__Your instructions__
Return each line of the items below that contains the string "wearing". Case counts, so uppercase and lowercase letters are not interchangeable.

######

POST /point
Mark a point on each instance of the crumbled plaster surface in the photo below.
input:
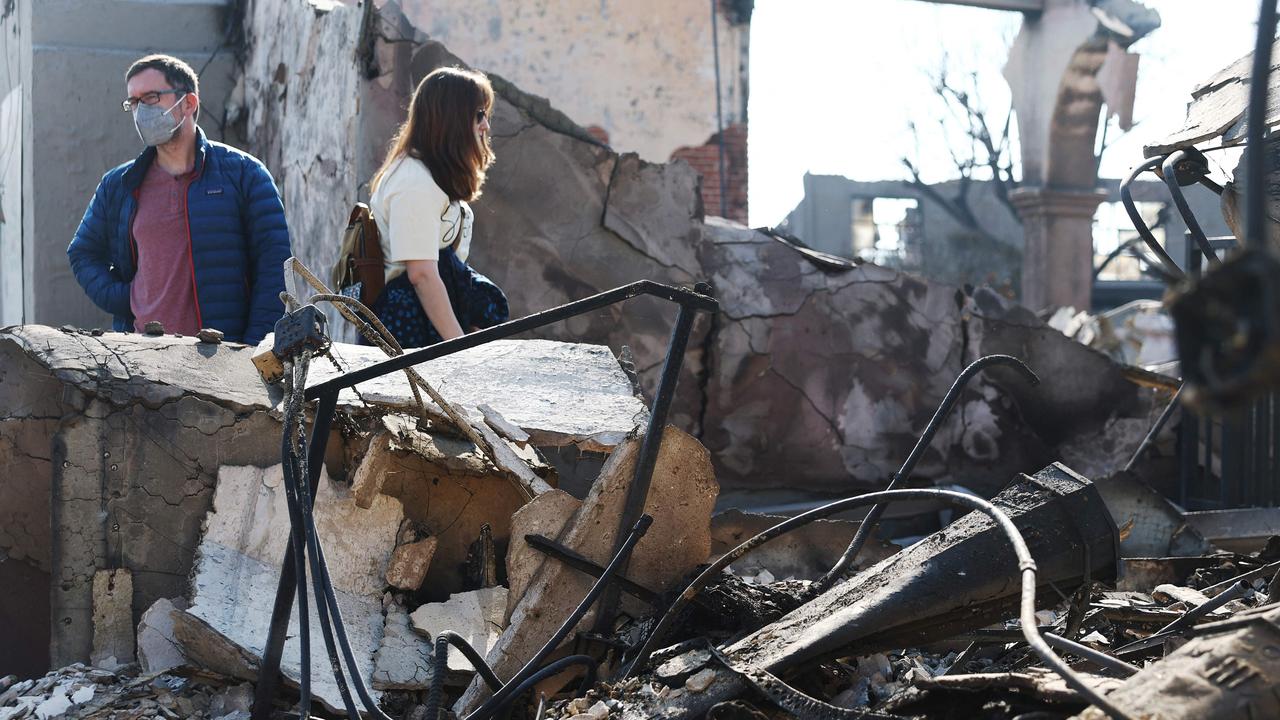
(238, 568)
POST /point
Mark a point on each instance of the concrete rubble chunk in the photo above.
(238, 566)
(403, 661)
(408, 564)
(475, 616)
(366, 482)
(511, 463)
(158, 650)
(681, 497)
(113, 619)
(804, 554)
(544, 515)
(558, 392)
(502, 425)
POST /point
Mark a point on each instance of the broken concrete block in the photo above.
(1223, 673)
(238, 566)
(681, 497)
(1169, 593)
(113, 619)
(558, 392)
(804, 554)
(403, 661)
(475, 616)
(158, 650)
(366, 482)
(502, 425)
(1150, 524)
(544, 515)
(236, 698)
(510, 463)
(408, 564)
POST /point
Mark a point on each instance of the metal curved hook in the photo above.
(1170, 169)
(1136, 218)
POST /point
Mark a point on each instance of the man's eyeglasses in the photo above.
(147, 99)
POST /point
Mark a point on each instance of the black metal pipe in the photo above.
(551, 670)
(680, 296)
(1170, 171)
(1136, 218)
(1095, 656)
(295, 563)
(1237, 591)
(1025, 564)
(324, 588)
(297, 468)
(584, 564)
(497, 701)
(926, 438)
(1155, 429)
(639, 490)
(295, 497)
(1255, 160)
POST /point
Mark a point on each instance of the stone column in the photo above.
(1057, 256)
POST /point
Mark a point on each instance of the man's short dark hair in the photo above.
(178, 74)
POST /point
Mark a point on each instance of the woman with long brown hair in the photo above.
(435, 165)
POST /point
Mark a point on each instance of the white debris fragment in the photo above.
(700, 680)
(83, 695)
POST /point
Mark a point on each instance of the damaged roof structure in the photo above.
(547, 533)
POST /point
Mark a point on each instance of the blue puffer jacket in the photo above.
(238, 241)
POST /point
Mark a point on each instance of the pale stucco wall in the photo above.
(641, 71)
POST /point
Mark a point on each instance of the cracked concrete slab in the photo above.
(403, 660)
(855, 360)
(544, 515)
(558, 392)
(158, 648)
(238, 568)
(680, 501)
(113, 619)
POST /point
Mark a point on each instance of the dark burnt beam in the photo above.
(1018, 5)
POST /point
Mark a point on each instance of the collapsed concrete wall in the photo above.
(122, 445)
(809, 378)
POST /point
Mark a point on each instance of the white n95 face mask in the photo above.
(156, 126)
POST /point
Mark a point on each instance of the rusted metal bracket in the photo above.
(690, 302)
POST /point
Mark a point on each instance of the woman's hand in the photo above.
(425, 278)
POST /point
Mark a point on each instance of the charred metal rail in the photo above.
(575, 560)
(1027, 598)
(1188, 167)
(949, 401)
(1239, 589)
(1170, 268)
(689, 301)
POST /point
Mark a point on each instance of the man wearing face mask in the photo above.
(192, 232)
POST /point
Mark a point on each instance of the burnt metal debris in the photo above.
(301, 333)
(1023, 606)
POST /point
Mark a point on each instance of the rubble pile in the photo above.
(78, 692)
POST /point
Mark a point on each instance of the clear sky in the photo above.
(835, 83)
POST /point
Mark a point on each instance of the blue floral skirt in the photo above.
(476, 301)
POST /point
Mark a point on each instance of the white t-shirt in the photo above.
(415, 217)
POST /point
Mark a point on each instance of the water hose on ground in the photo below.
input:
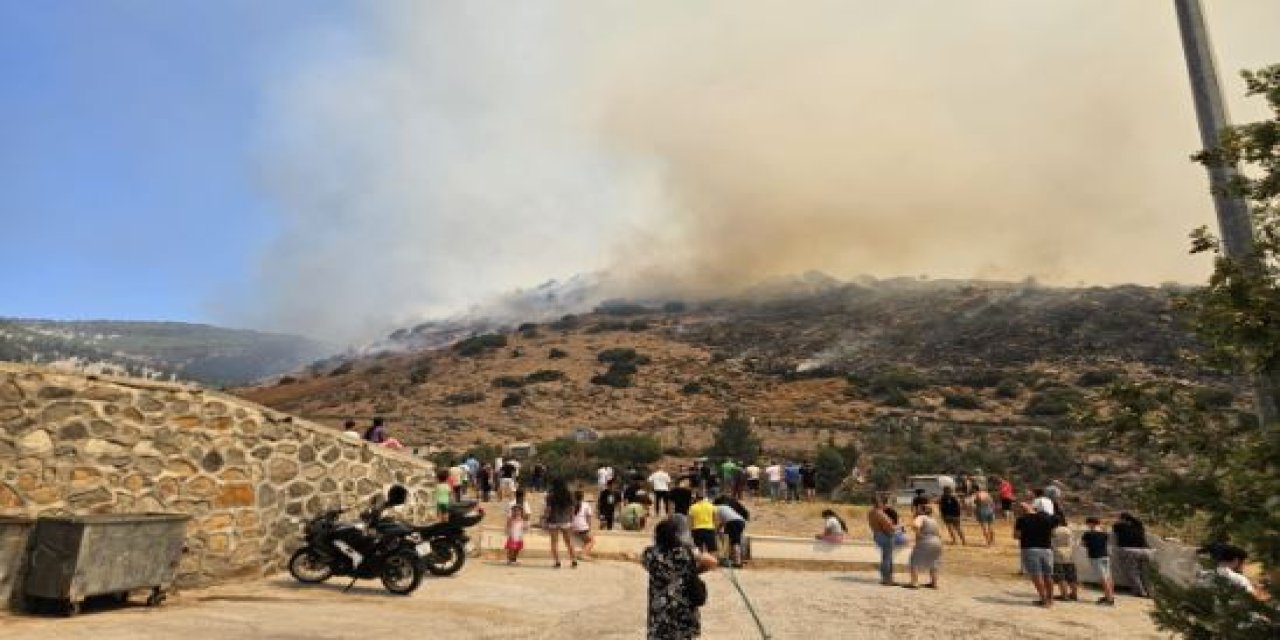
(750, 608)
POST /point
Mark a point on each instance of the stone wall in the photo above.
(81, 444)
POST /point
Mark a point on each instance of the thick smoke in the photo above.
(440, 152)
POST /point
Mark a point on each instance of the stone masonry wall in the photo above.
(80, 444)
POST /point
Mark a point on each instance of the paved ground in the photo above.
(599, 599)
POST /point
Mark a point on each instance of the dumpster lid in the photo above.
(118, 519)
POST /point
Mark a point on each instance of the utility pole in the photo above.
(1234, 222)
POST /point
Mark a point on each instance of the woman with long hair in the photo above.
(670, 562)
(558, 519)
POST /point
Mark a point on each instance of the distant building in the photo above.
(584, 434)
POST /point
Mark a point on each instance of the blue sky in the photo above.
(127, 151)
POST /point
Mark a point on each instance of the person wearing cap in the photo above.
(1034, 535)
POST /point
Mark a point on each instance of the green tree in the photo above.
(734, 439)
(1216, 464)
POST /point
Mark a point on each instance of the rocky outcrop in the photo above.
(76, 444)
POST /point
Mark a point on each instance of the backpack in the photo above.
(695, 590)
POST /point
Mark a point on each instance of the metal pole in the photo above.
(1233, 214)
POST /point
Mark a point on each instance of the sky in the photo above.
(338, 168)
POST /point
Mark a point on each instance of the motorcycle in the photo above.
(374, 548)
(443, 545)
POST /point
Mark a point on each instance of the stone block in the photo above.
(280, 470)
(186, 421)
(105, 393)
(200, 487)
(181, 467)
(35, 443)
(54, 392)
(234, 496)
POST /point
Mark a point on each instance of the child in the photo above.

######

__Task solution__
Mark a point on each instance of the man wearing face mask in the photo above.
Mark a point on each instance of the person wearing cap in the photo above.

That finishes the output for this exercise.